REQUIRED ACTIONS -
**1)** In the chapter on criminal legislation, rewrite the part that opens with the words containing "In the United" and closes with "offense of manslaughter.", changing "workplace" to "place of employment".
**2)** According to the chapter on criminal legislation, which statute is the only federal statute in the United States on the context of manslaughter?
**3)** Pick up the chapter on criminal legislation from the point where it stops and keep writing.

SELECTED TEXT -
******************************
CHAPTER 2

Criminal Legislation

The Corporate Manslaughter and Corporate Homicide Act 2007

The majority of countries allow corporate bodies to be held accountable for homicide under general criminal law but the United Kingdom is one of the few jurisdictions1 to have created a specific corporate homicide offense. The Corporate Manslaughter and Corporate Homicide Act (CMCHA) came into force on 6 April 20082 (with the exception of the provision relating to liability for death in custodial institutions which was brought into force on September 1 2011).3 The offense was designed to secure a conviction of an organization, whether small family business, large multinational company or public body, for a criminal offense that properly reflected the seriousness of the worst instances of management failure causing death. The Act is not retrospective and therefore only applies to offenses committed on or after the Act came into force. There are no new duties or obligations under the Act, and although it is linked to existing health and safety requirements it is not part of health and safety law.

In the United States, although corporations are capable of committing criminal offenses governed by federal law, corporate manslaughter is not a specific criminal offense at this level. The Occupational Safety and Health Act 1970 is the only federal statute on the context of manslaughter but this Act relates to safety and health in the workplace by imposing comprehensive duties on employers as opposed to governing an explicit offense of manslaughter.

The penal codes of individual states may provide organizations be indicted for the offense of homicide by defining the word “person” in the offense to include corporations. For example, the Penal Code of California expressly states that “person” includes a “corporation as well as a natural person.”4 The New York Penal Code states that “a person is guilty of criminally negligent homicide when, with criminal negligence, he causes the death of another person.”5 The homicide section of the Penal Code provides that the victim must be a “human being who has been born and is alive”6 but does not define the perpetrator. However, in the general definition of terms “person” is stated as meaning “a human being, and where appropriate, a public or private corporation, an unincorporated association, a partnership, a government or a governmental instrumentality.”7 In the case of People of the State of New York v. Ebasco Services Incorporated,8 the court rejected the argument that the reference to human beings in the homicide section meant that a corporation could not commit homicide, and taking note of the Penal Code’s general definition of terms confirmed that a corporation could be indicted for corporate homicide.9

Alternatively, states may provide for organizations to be liable for manslaughter under the common law. For example, in the State of Michigan, a corporation may be liable for involuntary manslaughter where it can be shown that the victim’s death was caused by the defendant’s “gross negligence.”10 The Michelin Penal Code states that unless there is a contrary intention the word “person” includes public and private corporations, co-partnerships, and unincorporated or voluntary associations.11 However, under the penal codes of individual states, there is no specific offense of corporate manslaughter which relates only to organizations.
******************************
Items from a dataset:

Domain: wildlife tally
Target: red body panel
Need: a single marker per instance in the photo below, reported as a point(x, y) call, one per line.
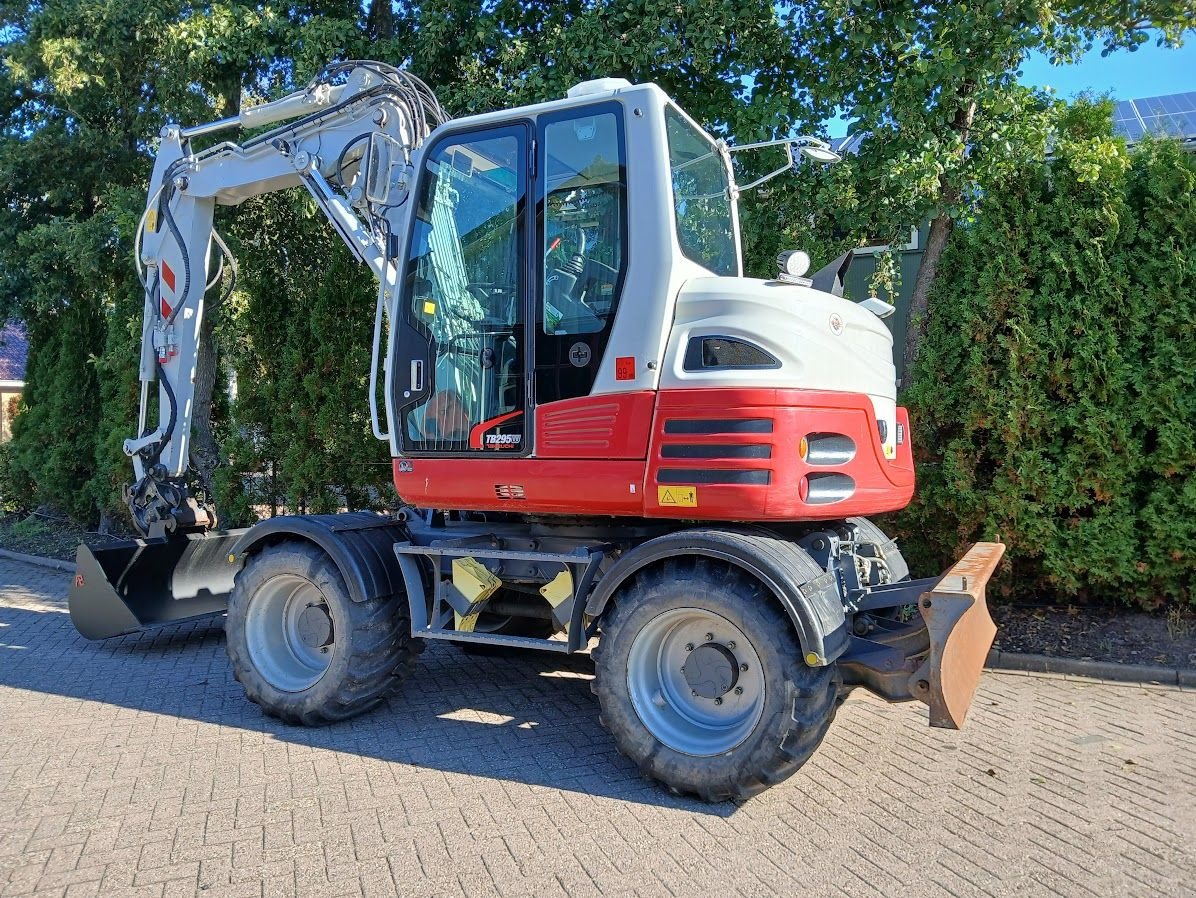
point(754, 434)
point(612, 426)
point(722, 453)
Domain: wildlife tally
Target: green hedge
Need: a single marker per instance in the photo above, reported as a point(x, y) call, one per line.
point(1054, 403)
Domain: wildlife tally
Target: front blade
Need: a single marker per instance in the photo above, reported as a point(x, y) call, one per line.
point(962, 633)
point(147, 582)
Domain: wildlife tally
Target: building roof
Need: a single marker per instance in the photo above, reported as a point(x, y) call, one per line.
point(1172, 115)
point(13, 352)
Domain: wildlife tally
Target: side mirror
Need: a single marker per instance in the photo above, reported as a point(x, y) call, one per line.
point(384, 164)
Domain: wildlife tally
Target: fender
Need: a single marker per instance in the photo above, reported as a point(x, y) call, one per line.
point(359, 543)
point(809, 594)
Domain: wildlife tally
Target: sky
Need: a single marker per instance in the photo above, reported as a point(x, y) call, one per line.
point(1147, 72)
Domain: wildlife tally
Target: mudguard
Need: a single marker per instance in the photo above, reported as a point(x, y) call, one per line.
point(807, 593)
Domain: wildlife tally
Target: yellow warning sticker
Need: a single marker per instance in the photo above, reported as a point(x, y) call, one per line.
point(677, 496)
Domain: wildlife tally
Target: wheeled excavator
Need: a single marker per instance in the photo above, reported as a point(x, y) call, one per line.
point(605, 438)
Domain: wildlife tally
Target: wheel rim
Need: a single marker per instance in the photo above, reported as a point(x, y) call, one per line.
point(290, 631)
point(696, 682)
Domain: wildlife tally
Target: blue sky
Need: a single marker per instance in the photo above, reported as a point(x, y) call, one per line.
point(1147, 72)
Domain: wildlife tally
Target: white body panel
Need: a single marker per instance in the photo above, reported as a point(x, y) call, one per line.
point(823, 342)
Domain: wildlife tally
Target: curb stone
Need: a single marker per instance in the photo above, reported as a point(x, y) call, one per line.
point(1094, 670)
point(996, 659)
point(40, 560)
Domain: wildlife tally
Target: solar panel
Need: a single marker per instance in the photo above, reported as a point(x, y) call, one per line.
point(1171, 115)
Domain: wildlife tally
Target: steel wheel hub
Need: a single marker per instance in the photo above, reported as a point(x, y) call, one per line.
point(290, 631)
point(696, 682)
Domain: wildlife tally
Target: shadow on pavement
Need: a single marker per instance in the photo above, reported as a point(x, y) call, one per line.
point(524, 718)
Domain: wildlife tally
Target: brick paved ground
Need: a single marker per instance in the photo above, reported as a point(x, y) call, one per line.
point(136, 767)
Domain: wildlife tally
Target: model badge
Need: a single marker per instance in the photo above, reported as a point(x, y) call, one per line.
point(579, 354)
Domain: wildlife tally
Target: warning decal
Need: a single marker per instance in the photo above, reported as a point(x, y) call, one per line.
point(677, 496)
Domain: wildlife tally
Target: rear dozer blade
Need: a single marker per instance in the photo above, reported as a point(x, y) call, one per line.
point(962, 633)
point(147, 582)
******************************
EXPECTED OUTPUTS -
**1)**
In the United States, although corporations are capable of committing criminal offenses governed by federal law, corporate manslaughter is not a specific criminal offense at this level. The Occupational Safety and Health Act 1970 is the only federal statute on the context of manslaughter but this Act relates to safety and health in the place of employment by imposing comprehensive duties on employers as opposed to governing an explicit offense of manslaughter.

**2)** The Occupational Safety and Health Act 1970.

**3)**
The Offense of Corporate Manslaughter/Corporate Homicide

CMCHA creates an offense which in England, Wales, and Northern Ireland is known as corporate manslaughter and in Scotland as corporate homicide. Organizations to which the Act applies can no longer be convicted of the common law offense of gross negligence manslaughter.12 The Act provides13 that a relevant organization may be convicted of corporate manslaughter if the manner in which its activities are managed or organized causes a death and amounts to a gross breach of a duty to take reasonable care for a person’s safety. A substantial part of the breach must have been attributable to senior management failure in the organization. The offense only applies where an organization owes a “relevant duty of care”14 to the deceased person.

The offense is set out in CMCHA Section 1(1):

“An organisation to which this section applies is guilty of an offence if the way in which its activities are managed or organised:

(a) Causes a person’s death, and

(b) Amounts to a gross breach of a relevant duty of care owed by the organization to the deceased.”

Section 1(3) states: “An organization is guilty of an offence under this section only if the way in which its activities are managed or organized by its senior management is a substantial element in the breach referred to in subsection (1).”

What Types of Organizations Are Covered by the Act?

Section 1(2) defines four types of organization, which can commit the offense of corporate manslaughter:

  • A corporation
  • A department or other body listed in schedule 1
  • A police force15
  • A partnership or trade union or employers’ association (if the organization concerned is an employer)

Corporations (incorporated in the United Kingdom or overseas) include public and private companies, limited liability partnerships, and bodies incorporated by statute or Royal Charter such as local authorities and National Health Service bodies. Charitable and voluntary organizations that have been incorporated or operate as partnerships are also potential defendants. CMCHA Schedule 1 lists 48 government departments or other bodies including the Cabinet Office, Home Office, Ministry for Defence, and Crown Prosecution Service. The usual principle that states Crown bodies, such as government departments, cannot be prosecuted does not apply to corporate manslaughter.16 In addition, the list of organizations to which the offense applies can be extended by secondary legislation.17 As police forces are not incorporated bodies, CMCHA ensures that police forces are treated as occupiers of premises, and police officers, police cadets etc., are treated as the employees of the police force for which they work.18 Partnerships (other than limited liability partnerships) do not in English law have legal personality but under the Act they are treated as corporate bodies and proceedings can be brought against the partnership with fines paid out of partnership funds.

The Act does not apply to individuals and individuals cannot be guilty of aiding, abetting, counselling, or procuring the offense.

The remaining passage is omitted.